- [Directions]: Copy each of the items below word for word, without the pictures.
◆ ◆ ◆ ◆ ◆ ◆ ◆
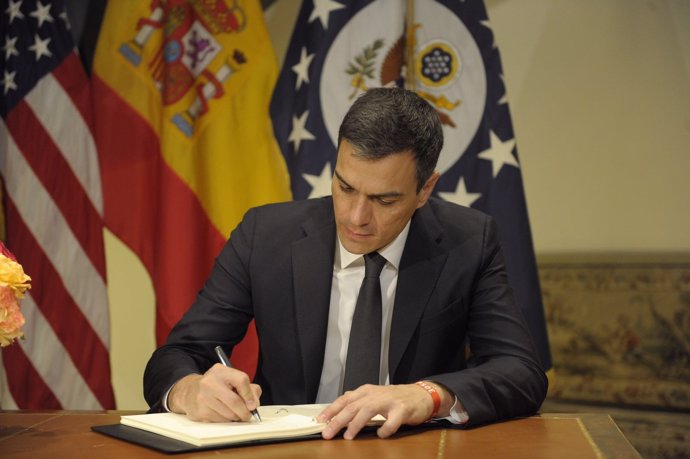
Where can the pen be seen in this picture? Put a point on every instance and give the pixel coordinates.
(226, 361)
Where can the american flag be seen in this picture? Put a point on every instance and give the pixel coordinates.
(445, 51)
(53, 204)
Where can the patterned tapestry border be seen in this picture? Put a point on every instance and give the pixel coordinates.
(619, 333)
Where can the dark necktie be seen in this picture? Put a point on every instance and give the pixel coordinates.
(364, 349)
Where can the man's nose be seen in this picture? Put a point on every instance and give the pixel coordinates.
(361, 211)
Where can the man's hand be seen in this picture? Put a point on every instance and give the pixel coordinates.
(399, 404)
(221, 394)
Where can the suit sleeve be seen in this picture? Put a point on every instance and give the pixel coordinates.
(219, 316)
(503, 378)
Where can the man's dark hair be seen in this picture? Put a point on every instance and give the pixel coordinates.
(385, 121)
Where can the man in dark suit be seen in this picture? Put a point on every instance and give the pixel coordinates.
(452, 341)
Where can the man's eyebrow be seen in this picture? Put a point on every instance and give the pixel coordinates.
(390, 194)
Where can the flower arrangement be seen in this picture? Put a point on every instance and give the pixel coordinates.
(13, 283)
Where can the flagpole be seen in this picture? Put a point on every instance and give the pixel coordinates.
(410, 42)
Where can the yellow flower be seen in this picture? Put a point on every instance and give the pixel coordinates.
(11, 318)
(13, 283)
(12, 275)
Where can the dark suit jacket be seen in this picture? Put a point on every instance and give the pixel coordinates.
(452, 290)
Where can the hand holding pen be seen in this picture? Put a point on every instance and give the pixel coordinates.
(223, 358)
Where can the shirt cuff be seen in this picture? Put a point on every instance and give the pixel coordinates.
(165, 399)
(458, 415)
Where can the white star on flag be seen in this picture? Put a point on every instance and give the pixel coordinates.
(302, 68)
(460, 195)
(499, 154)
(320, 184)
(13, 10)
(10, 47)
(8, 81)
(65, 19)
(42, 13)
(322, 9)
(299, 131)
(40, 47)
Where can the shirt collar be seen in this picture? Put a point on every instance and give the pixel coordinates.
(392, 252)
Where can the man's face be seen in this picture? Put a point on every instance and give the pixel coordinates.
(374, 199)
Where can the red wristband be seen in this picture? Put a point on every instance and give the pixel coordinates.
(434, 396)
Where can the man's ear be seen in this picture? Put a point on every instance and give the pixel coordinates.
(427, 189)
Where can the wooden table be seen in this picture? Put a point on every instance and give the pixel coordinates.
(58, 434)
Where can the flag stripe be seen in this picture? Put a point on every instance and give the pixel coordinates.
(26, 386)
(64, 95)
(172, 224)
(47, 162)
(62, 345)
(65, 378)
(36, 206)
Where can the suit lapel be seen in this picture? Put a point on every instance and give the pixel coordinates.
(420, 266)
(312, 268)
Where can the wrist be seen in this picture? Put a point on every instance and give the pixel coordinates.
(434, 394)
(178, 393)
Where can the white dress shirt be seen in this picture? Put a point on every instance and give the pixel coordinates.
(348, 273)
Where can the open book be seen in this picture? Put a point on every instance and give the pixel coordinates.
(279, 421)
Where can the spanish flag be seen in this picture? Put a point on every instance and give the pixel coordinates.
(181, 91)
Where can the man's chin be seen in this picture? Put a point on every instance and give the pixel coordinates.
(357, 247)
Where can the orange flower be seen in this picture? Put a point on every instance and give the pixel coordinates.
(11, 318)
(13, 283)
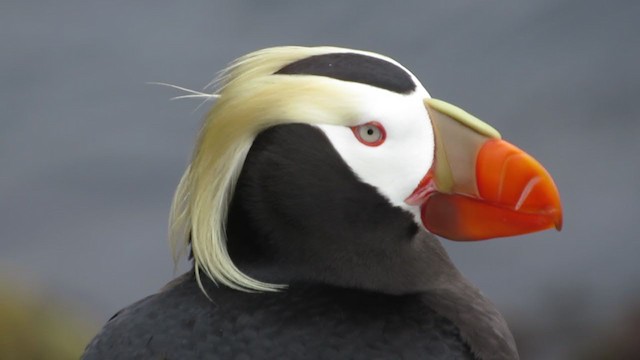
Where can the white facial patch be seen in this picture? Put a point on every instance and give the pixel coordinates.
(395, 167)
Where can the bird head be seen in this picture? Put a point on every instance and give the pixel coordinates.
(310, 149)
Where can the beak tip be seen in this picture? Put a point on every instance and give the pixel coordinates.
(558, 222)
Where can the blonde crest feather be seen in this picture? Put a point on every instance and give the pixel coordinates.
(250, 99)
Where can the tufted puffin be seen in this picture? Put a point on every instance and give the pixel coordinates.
◆ ◆ ◆ ◆ ◆ ◆ ◆
- [Solution to the problem]:
Where can the pen be seen in this picture? Put a point on every instance and give the pixel coordinates.
(226, 361)
Where can the american flag be seen in this picture? Put a point on every instance and give the pixel coordinates.
(445, 51)
(53, 204)
Where can the patterned tapestry border be seen in this picture? Put a point on every instance and give the pixel coordinates.
(619, 333)
Where can the dark necktie be seen in this picture? Put a point on every instance and give the pixel coordinates.
(364, 349)
Where can the man's nose be seen in this picture? Put a point on every instance and give the pixel coordinates.
(361, 211)
Where can the man's hand be seen in this picture? Put a point on every instance and give the pixel coordinates.
(399, 404)
(221, 394)
Where can the suit sleeve be seen in this picture? Put a point on every instance and give the pixel coordinates.
(219, 316)
(503, 378)
Where can the man's dark hair be seen in this picture? Put a point on every instance and give the pixel coordinates.
(385, 121)
Where can the man in dark suit be seen in this picture? Put a point on every instance and give the pixel coordinates.
(452, 341)
Where can the man's eyebrow be seen in this picture? Put a point on every instance and give the pixel coordinates.
(390, 194)
Where can the flower arrangement be seen in this picture? Put a point on every instance and give the pixel coordinates.
(13, 283)
Where can the flagpole be seen in this picture? Put a point on every instance and give the pixel coordinates.
(410, 42)
Where can the yellow flower be seen in this picture? Put a point on every instance and give the pixel coordinates.
(11, 318)
(13, 283)
(12, 275)
Where can the dark suit jacket be seen in this picture? Put a point on every instance and give the pixel coordinates.
(452, 290)
Where can the hand holding pen be seen in this picture? Put a point on every instance and give the pixel coordinates.
(223, 358)
Where can the shirt cuff be seen in this picture? Put a point on every instance and give the pixel coordinates.
(165, 399)
(458, 415)
Where can the white star on flag be seen in this picture? Put a point on every instance and give the pixel coordinates.
(302, 68)
(460, 195)
(499, 154)
(320, 184)
(13, 10)
(10, 47)
(8, 81)
(65, 19)
(42, 13)
(322, 9)
(299, 131)
(40, 47)
Where can the shirt collar be seen in this picture? Put a point on every instance and give the pixel coordinates.
(392, 252)
Where can the man's face be seen in this picture? Put a point on every instance and give the pixel coordinates.
(374, 199)
Where can the red wristband be seen in this picture? Put a point on every instance and give the pixel coordinates.
(434, 396)
Where can the man's ear be seen in this picture? Put a point on every instance and give the pixel coordinates.
(427, 189)
Where can the wooden table be seen in this picture? Put a point on every instance and give the pixel coordinates.
(58, 434)
Where can the flag stripe be seen in this picture? Put a point on every instance and give the pixel coordinates.
(26, 386)
(64, 95)
(172, 224)
(47, 162)
(62, 345)
(65, 378)
(36, 206)
Where can the suit lapel be seen in this picture? Put a point on every instance and give the pixel coordinates.
(420, 266)
(312, 268)
Where can the wrist be seen in this picture? Put a point on every instance and give the pixel coordinates.
(434, 394)
(178, 393)
Where can the white dress shirt be seen in this picture? Put a point on every instance and give the pixel coordinates.
(348, 273)
Where can the open book be seen in this picture? Put a point on every instance and give the pixel coordinates.
(279, 421)
Where can the spanish flag be seen in this picture? Put a point on every instance and give the pixel coordinates.
(181, 91)
Where can the man's chin be seen in this picture? Put a point on every instance and give the pixel coordinates.
(357, 247)
Where can the orange flower be seen in this picture? Put a point on every instance and give the pixel coordinates.
(11, 318)
(13, 283)
Where can the white facial patch be seen in this picture? Put a point on every instance and give the pixel coordinates.
(395, 167)
Where can the bird head be seen in this picture? Put a point on every instance and give the pixel coordinates.
(310, 149)
Where can the beak tip be seen in this picture? Put a point on every instance and give the pixel coordinates.
(558, 222)
Where can the blonde crest feather be seen in this picture? Put a point on every instance and give the pixel coordinates.
(250, 99)
Where can the tufted puffin be seen in this picture? Put a point on every instance and give the pixel coordinates.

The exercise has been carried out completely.